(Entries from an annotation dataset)
● ● ● ●

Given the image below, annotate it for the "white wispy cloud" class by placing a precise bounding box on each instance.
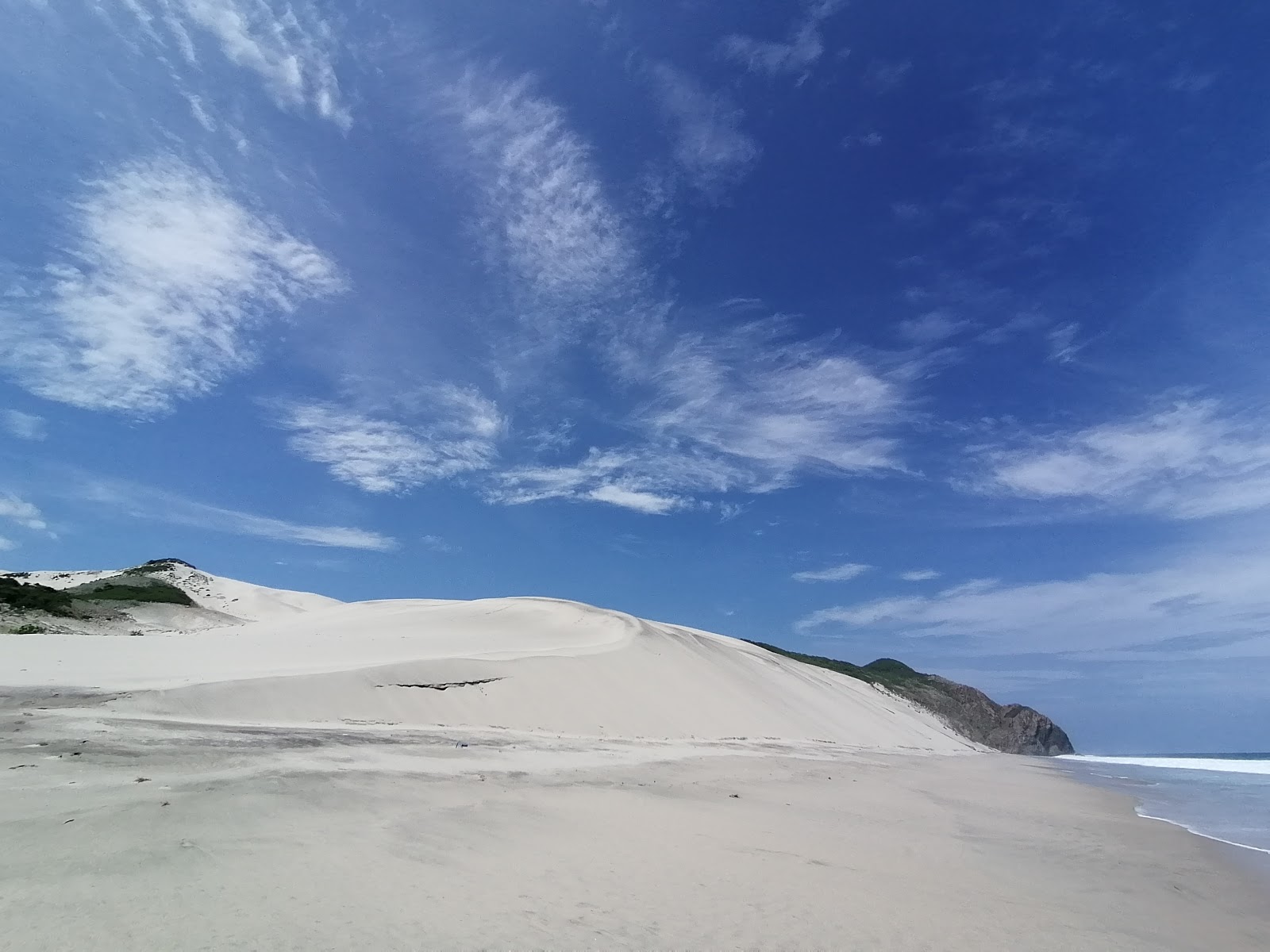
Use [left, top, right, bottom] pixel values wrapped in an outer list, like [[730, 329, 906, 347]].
[[122, 0, 353, 131], [429, 66, 906, 512], [587, 485, 682, 516], [899, 311, 972, 344], [978, 401, 1270, 519], [0, 410, 48, 440], [440, 66, 641, 340], [649, 63, 760, 198], [275, 386, 506, 493], [641, 326, 904, 489], [487, 330, 904, 514], [899, 569, 940, 582], [719, 0, 841, 81], [419, 536, 459, 554], [796, 550, 1270, 660], [790, 562, 872, 582], [487, 448, 684, 516], [0, 156, 341, 416], [84, 478, 398, 552], [0, 493, 48, 532]]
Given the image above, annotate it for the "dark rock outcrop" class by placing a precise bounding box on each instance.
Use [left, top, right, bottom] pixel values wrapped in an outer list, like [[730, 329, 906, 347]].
[[887, 671, 1076, 757], [753, 641, 1076, 757]]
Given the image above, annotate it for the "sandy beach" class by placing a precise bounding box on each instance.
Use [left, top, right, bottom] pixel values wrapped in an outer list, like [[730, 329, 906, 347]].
[[0, 576, 1270, 952], [0, 697, 1270, 952]]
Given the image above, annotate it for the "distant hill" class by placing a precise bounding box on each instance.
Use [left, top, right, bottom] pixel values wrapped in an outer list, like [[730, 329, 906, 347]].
[[753, 641, 1076, 757]]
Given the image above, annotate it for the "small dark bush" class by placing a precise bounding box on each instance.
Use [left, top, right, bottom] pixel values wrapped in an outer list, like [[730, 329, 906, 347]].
[[121, 559, 194, 575], [75, 582, 194, 605], [0, 576, 75, 614]]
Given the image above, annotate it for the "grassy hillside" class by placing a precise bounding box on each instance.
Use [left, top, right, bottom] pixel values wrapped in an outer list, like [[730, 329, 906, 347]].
[[751, 641, 1073, 755], [0, 575, 75, 617]]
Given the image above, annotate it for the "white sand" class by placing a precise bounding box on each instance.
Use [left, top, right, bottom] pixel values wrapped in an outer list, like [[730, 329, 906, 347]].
[[0, 574, 1270, 952], [0, 586, 970, 753]]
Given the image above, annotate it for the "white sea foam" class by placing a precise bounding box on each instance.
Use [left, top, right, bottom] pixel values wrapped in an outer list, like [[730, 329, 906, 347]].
[[1137, 806, 1270, 854], [1059, 754, 1270, 774]]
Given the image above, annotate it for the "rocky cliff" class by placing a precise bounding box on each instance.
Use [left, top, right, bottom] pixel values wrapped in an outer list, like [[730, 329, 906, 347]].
[[754, 643, 1075, 757]]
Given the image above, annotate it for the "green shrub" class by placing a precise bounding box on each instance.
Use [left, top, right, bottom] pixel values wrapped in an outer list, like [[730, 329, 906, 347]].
[[75, 582, 194, 605], [121, 559, 194, 575], [0, 576, 75, 614]]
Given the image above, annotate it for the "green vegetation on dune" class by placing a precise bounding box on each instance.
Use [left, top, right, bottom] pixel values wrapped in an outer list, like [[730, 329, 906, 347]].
[[751, 641, 1073, 755], [749, 641, 929, 687], [72, 576, 194, 605], [0, 575, 75, 616], [119, 559, 194, 575]]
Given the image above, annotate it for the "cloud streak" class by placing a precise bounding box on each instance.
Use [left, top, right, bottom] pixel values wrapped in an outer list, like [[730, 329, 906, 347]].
[[0, 493, 48, 532], [123, 0, 353, 131], [80, 480, 398, 552], [0, 156, 341, 416], [275, 386, 504, 493], [719, 0, 840, 83], [790, 562, 872, 582], [976, 401, 1270, 519], [650, 63, 760, 199], [796, 550, 1270, 662]]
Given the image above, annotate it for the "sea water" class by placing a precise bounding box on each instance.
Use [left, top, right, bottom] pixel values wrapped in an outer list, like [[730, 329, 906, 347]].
[[1058, 754, 1270, 869]]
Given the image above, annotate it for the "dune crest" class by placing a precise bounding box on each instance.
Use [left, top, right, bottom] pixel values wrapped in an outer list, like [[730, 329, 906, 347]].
[[0, 563, 973, 753]]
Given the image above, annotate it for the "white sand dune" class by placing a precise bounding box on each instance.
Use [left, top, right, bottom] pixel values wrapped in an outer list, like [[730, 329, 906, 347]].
[[10, 563, 343, 628], [0, 571, 973, 753], [0, 570, 1270, 952]]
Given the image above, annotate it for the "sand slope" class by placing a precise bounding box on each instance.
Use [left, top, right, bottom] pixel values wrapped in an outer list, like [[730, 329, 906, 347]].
[[0, 570, 970, 753], [7, 563, 343, 630]]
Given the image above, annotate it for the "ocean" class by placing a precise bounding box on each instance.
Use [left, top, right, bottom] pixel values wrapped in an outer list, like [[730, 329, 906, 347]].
[[1056, 754, 1270, 871]]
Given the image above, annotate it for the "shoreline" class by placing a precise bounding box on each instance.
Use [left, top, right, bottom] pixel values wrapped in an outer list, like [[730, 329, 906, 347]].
[[1049, 758, 1270, 885], [7, 707, 1270, 952]]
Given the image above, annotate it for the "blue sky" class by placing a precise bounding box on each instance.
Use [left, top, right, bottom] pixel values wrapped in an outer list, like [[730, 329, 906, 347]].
[[0, 0, 1270, 751]]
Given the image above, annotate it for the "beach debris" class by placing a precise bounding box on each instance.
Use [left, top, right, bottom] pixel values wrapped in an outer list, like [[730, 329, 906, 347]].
[[379, 678, 503, 690]]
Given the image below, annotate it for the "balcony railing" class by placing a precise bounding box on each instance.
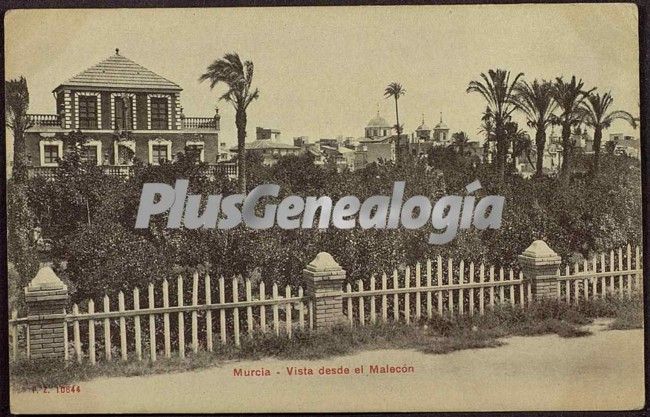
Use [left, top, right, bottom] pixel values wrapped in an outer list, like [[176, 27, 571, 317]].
[[27, 114, 220, 130], [28, 162, 238, 180], [182, 117, 219, 130], [27, 114, 61, 127]]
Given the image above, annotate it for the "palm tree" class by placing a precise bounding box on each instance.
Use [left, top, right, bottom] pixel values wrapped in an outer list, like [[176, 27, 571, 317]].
[[467, 69, 524, 182], [384, 82, 406, 161], [582, 93, 636, 174], [505, 122, 535, 170], [478, 107, 494, 162], [551, 75, 595, 184], [515, 80, 557, 177], [5, 76, 33, 181], [199, 53, 260, 194]]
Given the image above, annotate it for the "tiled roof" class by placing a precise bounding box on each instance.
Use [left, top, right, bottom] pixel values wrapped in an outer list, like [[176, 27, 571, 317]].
[[57, 53, 182, 90]]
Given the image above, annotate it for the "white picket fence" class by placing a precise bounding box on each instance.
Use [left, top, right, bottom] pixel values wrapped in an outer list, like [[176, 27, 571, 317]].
[[9, 273, 313, 364], [557, 245, 643, 304], [9, 245, 642, 364], [343, 257, 533, 325]]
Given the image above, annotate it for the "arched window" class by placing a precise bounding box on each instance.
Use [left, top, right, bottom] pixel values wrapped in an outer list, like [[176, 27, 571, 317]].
[[115, 96, 133, 130]]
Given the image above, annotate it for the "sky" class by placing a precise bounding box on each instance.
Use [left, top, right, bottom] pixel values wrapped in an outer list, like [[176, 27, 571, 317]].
[[5, 4, 640, 152]]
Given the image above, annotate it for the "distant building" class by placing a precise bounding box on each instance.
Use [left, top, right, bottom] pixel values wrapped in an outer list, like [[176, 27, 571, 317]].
[[318, 138, 339, 148], [415, 115, 431, 142], [603, 133, 641, 159], [230, 127, 304, 165], [433, 113, 451, 146], [365, 111, 393, 139], [255, 127, 280, 140], [25, 49, 228, 175], [293, 136, 309, 148]]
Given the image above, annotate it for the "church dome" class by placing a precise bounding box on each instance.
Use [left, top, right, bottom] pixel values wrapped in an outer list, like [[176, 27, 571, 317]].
[[434, 113, 449, 130], [415, 115, 431, 132], [367, 113, 391, 128]]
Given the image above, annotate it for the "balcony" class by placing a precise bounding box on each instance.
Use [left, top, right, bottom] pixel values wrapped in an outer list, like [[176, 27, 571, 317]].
[[181, 117, 219, 130], [27, 114, 220, 131], [28, 162, 238, 180], [27, 114, 61, 127]]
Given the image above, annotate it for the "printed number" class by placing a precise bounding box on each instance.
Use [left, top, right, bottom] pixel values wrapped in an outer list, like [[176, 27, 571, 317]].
[[56, 385, 81, 394]]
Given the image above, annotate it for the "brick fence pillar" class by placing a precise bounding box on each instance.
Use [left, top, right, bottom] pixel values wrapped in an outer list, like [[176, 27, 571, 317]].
[[25, 265, 68, 359], [302, 252, 345, 330], [519, 240, 562, 300]]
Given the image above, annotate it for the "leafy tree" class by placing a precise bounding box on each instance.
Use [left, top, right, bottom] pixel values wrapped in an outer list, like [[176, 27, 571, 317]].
[[7, 178, 38, 291], [551, 75, 595, 185], [515, 80, 557, 177], [582, 93, 636, 172], [467, 69, 524, 182], [5, 76, 33, 181], [199, 53, 260, 193], [384, 82, 406, 161]]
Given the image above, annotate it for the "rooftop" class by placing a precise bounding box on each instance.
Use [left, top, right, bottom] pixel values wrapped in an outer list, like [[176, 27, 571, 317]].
[[55, 49, 182, 91]]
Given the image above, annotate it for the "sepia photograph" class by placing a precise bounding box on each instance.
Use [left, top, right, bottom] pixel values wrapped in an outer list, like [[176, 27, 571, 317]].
[[2, 3, 647, 414]]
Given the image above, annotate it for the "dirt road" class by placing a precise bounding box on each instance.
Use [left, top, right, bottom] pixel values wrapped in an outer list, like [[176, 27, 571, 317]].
[[11, 322, 644, 413]]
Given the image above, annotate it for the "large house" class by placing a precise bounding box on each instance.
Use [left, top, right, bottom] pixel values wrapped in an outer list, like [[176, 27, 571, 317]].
[[25, 49, 236, 175]]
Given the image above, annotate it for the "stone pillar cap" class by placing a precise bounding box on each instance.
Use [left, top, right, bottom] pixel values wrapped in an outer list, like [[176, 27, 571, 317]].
[[25, 266, 68, 291], [519, 240, 562, 263], [307, 252, 342, 271]]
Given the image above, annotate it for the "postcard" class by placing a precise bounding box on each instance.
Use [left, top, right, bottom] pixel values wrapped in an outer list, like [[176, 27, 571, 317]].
[[4, 3, 645, 414]]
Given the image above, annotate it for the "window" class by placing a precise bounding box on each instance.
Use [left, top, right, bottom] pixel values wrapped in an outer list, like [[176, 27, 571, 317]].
[[151, 145, 169, 164], [43, 145, 60, 165], [185, 142, 204, 163], [151, 97, 167, 130], [114, 97, 133, 130], [81, 140, 102, 165], [81, 145, 97, 165], [79, 95, 97, 129]]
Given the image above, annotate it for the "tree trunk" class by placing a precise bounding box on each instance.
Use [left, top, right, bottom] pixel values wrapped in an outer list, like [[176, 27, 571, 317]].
[[235, 109, 246, 194], [395, 96, 402, 162], [12, 120, 27, 182], [593, 127, 603, 176], [560, 123, 573, 185], [494, 122, 508, 183], [535, 127, 546, 178]]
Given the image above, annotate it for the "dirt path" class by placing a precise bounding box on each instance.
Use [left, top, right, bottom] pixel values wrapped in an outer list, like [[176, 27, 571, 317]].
[[11, 322, 644, 413]]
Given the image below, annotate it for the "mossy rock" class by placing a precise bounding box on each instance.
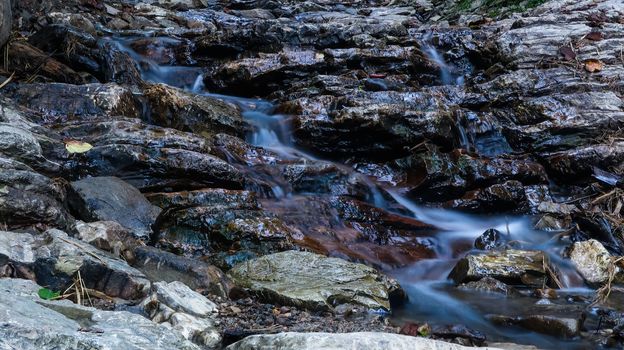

● ● ● ●

* **DESCRIPTION OF THE TASK**
Rewrite the part of the data that opens at its start and closes with the line containing "493, 48, 532]]", requests included, increasing every bounding box coordinate in the answers by 42. Leave the pictures out of your answer.

* **COMPLETED TASK**
Given the image below, annotate it for the "white wispy cloud" class by placing a precise bounding box on each instance.
Use [left, top, right, bottom] pixel values wrapped in an outer list, like [[730, 329, 906, 347]].
[[164, 42, 395, 173], [471, 108, 948, 554], [629, 527, 724, 558], [941, 353, 1014, 386], [1020, 443, 1312, 561], [42, 452, 90, 482], [482, 108, 683, 382], [691, 105, 802, 240], [317, 428, 548, 535], [683, 368, 946, 531], [529, 372, 946, 556], [941, 611, 982, 624], [761, 42, 883, 123], [461, 578, 501, 596], [838, 592, 1312, 702], [832, 604, 914, 624], [529, 490, 726, 558], [42, 198, 383, 458], [126, 520, 440, 594], [42, 535, 90, 574]]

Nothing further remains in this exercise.